-- BEGIN Entries --
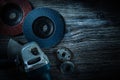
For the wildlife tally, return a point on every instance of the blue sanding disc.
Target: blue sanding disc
(45, 26)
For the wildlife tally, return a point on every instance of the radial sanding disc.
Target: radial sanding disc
(45, 26)
(12, 14)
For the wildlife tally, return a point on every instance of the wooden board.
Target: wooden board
(92, 34)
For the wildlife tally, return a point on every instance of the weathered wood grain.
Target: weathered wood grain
(92, 34)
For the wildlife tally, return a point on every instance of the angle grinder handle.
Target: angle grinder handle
(42, 73)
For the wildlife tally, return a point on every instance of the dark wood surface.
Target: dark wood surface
(92, 34)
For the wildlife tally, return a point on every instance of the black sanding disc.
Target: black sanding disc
(45, 26)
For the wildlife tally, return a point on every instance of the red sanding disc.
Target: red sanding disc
(12, 14)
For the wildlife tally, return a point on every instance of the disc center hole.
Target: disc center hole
(63, 54)
(12, 15)
(45, 28)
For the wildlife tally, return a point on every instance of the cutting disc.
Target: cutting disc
(45, 26)
(12, 14)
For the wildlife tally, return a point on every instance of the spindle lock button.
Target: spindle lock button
(34, 51)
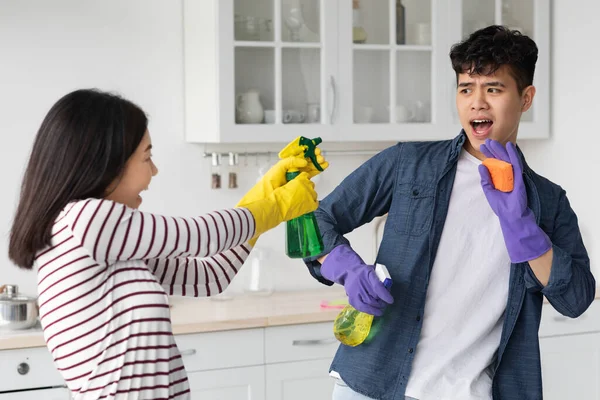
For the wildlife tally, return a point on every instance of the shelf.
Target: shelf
(285, 45)
(401, 47)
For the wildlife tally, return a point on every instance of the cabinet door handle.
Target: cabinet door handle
(189, 352)
(562, 318)
(313, 342)
(334, 106)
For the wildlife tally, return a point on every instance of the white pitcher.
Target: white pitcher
(248, 108)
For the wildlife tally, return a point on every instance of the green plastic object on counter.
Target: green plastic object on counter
(302, 234)
(352, 327)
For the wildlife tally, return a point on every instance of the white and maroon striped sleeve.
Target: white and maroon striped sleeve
(113, 232)
(197, 277)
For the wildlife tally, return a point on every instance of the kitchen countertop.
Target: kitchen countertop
(195, 315)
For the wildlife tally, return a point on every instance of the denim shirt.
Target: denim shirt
(412, 182)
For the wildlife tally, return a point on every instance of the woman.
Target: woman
(104, 268)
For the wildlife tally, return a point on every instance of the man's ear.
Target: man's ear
(527, 98)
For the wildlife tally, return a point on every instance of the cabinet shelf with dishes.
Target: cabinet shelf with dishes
(266, 71)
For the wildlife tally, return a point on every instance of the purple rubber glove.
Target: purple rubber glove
(365, 291)
(524, 239)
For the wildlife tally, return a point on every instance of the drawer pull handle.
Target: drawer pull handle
(23, 368)
(313, 342)
(562, 318)
(189, 352)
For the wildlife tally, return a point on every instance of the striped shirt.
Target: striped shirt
(103, 286)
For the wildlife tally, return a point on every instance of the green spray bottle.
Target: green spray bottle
(302, 234)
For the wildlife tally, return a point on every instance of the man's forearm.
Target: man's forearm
(542, 266)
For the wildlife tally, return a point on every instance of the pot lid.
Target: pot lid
(10, 294)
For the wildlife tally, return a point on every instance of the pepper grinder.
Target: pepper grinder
(216, 171)
(233, 162)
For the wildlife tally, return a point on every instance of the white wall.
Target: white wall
(135, 47)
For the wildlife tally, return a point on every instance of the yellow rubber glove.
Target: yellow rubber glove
(294, 149)
(275, 176)
(284, 203)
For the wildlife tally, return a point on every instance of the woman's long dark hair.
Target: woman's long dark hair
(81, 147)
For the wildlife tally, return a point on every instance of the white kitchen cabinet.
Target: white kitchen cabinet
(299, 380)
(300, 54)
(570, 352)
(228, 384)
(297, 361)
(42, 394)
(571, 366)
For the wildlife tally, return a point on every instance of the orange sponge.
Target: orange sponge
(501, 173)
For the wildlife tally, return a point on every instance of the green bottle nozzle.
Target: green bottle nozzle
(311, 145)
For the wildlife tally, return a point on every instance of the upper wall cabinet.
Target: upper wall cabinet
(260, 71)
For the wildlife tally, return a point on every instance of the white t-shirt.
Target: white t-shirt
(466, 298)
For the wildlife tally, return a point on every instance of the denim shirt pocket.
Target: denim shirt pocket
(412, 209)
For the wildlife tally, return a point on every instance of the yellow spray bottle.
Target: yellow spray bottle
(353, 327)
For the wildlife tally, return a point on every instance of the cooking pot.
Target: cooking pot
(16, 311)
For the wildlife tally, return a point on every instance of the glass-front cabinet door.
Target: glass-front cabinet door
(284, 56)
(391, 69)
(258, 71)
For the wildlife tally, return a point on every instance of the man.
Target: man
(470, 264)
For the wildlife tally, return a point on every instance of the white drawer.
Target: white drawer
(28, 368)
(555, 324)
(300, 342)
(215, 350)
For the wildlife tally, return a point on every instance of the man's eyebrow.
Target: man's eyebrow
(493, 83)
-- END Entries --
▶ What is being asked
Rename "cooking pot" to "stockpot" in the stretch from the line containing "the cooking pot." through the end of the records. Write out those lines again with nothing else changed.

▶ Task result
For the wildlife tally, return a point on every instance of the stockpot.
Target: stockpot
(16, 311)
For the wildlife tally, return a point on every instance of the glass-front cabinet door.
Target: glass-front cabinet door
(284, 56)
(391, 69)
(258, 71)
For the wildlife tally, return a point on every instance of the man.
Target: man
(470, 264)
For the wildlife tally, return a point on every instance of the white drawer.
Target: white drawer
(28, 368)
(555, 324)
(300, 342)
(215, 350)
For the wildlife tally, return a point on every instance of the man's eyebrow.
Target: man's eyebrow
(493, 83)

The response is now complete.